• Objective:
Set down exactly the lines from the one containing "In this exercise you will indicate the black police boot" through the end of the records below, both included, and nothing else.

• Given data:
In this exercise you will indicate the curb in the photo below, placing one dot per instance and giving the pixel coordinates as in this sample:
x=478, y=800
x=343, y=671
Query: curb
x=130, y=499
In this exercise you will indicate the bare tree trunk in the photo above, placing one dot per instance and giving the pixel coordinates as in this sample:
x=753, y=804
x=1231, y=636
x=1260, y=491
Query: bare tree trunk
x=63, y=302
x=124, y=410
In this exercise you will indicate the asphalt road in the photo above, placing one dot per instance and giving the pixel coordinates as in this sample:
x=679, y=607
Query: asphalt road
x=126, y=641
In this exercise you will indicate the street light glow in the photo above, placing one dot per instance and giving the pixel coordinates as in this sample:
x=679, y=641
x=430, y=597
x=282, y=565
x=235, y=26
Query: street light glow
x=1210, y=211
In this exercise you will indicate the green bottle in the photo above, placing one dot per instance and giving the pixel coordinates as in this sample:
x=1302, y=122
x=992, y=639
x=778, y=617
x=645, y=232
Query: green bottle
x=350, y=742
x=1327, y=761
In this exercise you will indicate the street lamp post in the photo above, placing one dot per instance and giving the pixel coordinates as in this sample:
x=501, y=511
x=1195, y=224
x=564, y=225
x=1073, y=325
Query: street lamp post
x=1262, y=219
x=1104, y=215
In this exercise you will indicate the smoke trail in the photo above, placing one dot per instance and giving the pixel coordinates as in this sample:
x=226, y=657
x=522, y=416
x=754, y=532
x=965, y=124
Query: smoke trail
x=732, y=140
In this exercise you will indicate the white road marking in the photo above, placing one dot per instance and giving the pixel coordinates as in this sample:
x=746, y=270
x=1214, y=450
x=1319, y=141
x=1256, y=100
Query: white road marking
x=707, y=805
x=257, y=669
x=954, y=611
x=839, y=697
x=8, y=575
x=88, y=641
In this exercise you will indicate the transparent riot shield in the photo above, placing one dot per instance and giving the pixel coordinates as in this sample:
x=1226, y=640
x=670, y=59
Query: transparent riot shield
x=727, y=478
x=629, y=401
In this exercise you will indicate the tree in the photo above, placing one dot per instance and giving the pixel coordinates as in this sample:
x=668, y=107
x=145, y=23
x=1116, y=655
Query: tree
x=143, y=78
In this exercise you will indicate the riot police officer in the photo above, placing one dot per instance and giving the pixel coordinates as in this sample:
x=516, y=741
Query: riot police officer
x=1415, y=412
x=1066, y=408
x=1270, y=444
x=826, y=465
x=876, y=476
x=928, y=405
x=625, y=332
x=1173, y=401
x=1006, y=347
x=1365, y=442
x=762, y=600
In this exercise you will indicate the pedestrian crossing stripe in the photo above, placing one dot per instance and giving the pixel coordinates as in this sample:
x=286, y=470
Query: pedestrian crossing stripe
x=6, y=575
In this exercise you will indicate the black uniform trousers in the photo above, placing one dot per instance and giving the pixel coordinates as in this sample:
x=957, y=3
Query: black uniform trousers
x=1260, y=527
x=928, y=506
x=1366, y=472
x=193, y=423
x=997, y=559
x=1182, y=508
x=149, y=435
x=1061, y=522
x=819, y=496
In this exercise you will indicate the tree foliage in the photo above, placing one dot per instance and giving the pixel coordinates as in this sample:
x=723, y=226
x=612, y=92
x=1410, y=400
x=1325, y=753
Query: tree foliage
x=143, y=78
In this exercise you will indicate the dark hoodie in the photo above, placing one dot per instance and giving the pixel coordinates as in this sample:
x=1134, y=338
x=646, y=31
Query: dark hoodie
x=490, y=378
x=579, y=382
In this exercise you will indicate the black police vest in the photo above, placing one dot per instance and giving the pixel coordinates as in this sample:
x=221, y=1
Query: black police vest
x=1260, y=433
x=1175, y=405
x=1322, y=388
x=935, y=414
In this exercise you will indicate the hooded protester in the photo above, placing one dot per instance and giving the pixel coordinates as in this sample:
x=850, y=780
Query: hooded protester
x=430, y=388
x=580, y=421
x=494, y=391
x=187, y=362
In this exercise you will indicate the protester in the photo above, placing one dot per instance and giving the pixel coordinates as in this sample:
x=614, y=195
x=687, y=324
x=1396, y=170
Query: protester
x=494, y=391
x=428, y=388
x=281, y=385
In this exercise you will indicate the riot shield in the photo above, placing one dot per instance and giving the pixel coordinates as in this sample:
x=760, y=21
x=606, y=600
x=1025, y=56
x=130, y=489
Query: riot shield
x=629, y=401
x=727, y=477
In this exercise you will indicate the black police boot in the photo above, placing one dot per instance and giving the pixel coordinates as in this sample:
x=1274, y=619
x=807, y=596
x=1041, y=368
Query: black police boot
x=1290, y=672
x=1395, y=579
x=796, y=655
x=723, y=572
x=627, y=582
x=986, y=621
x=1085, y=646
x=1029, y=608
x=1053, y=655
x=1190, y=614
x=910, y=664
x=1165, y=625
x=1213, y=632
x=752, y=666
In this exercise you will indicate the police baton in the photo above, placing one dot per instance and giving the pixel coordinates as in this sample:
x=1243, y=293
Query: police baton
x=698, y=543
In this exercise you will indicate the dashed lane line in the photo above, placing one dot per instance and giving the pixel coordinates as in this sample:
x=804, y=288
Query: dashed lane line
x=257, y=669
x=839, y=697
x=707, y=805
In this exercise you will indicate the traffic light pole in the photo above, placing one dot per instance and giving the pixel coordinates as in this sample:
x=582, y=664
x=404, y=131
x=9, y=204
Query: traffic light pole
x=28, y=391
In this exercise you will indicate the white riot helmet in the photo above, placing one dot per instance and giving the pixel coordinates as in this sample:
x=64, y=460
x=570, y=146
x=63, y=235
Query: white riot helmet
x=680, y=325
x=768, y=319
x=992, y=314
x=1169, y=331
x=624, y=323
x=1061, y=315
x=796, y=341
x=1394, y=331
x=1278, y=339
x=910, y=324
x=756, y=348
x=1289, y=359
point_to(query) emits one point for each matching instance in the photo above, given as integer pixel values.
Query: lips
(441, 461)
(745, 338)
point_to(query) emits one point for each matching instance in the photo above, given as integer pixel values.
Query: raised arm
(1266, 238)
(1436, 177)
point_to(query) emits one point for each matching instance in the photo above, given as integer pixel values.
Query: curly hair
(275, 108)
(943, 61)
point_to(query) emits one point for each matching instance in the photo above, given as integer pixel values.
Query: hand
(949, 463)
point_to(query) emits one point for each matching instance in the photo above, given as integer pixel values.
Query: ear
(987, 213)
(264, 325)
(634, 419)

• Worked solution:
In this exercise you will indicate the black police boot in the photo above, placing one dot per instance and giving the pixel coordinates as in this sample:
x=1274, y=619
x=807, y=596
x=1041, y=368
Query: black police boot
x=1290, y=672
x=1395, y=579
x=796, y=655
x=723, y=572
x=627, y=582
x=986, y=621
x=1085, y=646
x=1029, y=608
x=1053, y=655
x=1190, y=614
x=910, y=664
x=1165, y=625
x=1213, y=632
x=752, y=666
In this exercise you will indicate the police baton in the photo above, placing one dot per instance and giving the pixel coordinates as in this sample:
x=1243, y=293
Query: police baton
x=698, y=543
In this exercise you will indicate the dashed lane line in the photo above, placing one dot per instance and giving the pixel coordinates as in this sample:
x=804, y=288
Query: dashed lane line
x=257, y=669
x=839, y=697
x=707, y=805
In this exercise you will indicate the traffic light pole in the photo above, placing one dot per instance and giving the pixel coordinates as in this sample:
x=582, y=664
x=404, y=131
x=9, y=204
Query: traffic light pole
x=28, y=391
In this exercise you will indicate the white riot helmet in the photo above, placing one dot per instance and giving the pixel coordinates as in this sample:
x=64, y=460
x=570, y=146
x=63, y=235
Query: white riot helmet
x=680, y=325
x=768, y=319
x=992, y=314
x=1169, y=331
x=624, y=323
x=1061, y=315
x=796, y=341
x=1394, y=331
x=1278, y=339
x=910, y=324
x=756, y=348
x=1289, y=359
point_to(query) emits one point for each matching instance in the photo above, given as integer pixel values.
Query: lips
(441, 461)
(745, 338)
point_to(query) emits one point for each matching instance in the photo above, given as integer pixel values.
Query: raised arm
(1266, 238)
(1436, 177)
point_to(query) emits one point for each matching instance in the photo above, given as integer pixel values.
Query: curly hair
(275, 108)
(943, 61)
point_to(query) emits one point for each matching instance in the photo above, given as integer pixel values.
Query: hand
(949, 463)
point_to(query) emits one point for each matching instance in the photo above, given as integer pixel values.
Query: ear
(987, 213)
(264, 325)
(634, 419)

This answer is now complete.